■ Exercise aim
Check the listing below line by line and report how many lines hold "fence", with no other words.

■ Data listing
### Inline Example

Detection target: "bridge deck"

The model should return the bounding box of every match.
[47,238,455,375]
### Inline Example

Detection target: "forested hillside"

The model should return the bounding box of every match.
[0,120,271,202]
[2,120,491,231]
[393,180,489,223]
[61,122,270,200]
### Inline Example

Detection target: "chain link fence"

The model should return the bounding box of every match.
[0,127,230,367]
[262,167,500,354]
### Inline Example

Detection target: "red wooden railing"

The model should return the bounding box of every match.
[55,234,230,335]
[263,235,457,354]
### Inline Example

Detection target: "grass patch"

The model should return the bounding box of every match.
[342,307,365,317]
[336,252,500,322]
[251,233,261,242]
...
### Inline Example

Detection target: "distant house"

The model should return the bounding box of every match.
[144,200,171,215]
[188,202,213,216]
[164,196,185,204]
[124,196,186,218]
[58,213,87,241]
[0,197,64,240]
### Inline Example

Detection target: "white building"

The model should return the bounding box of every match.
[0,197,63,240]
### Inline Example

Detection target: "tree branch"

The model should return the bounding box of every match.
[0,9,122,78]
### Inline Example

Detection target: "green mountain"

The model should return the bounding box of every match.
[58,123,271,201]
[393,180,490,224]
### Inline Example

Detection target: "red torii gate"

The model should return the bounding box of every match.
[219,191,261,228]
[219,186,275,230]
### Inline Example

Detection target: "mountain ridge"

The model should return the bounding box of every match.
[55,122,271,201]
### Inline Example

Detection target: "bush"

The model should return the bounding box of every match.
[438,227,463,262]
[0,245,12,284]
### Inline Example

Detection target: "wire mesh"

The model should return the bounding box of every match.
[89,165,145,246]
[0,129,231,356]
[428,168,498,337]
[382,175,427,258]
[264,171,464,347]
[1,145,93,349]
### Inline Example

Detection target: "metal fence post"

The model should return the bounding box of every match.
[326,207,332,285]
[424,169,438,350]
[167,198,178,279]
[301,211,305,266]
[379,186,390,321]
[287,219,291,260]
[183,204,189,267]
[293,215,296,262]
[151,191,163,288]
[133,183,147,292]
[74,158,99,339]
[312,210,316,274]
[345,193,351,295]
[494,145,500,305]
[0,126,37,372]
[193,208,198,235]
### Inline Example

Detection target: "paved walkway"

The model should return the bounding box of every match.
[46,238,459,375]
--
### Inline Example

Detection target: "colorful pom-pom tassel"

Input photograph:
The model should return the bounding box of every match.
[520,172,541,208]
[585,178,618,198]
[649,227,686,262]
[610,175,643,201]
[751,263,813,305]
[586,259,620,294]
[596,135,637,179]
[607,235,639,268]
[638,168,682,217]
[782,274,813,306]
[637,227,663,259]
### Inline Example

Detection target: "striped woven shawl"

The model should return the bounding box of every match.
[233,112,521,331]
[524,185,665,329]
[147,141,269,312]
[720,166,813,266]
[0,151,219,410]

■ Solved exercise
2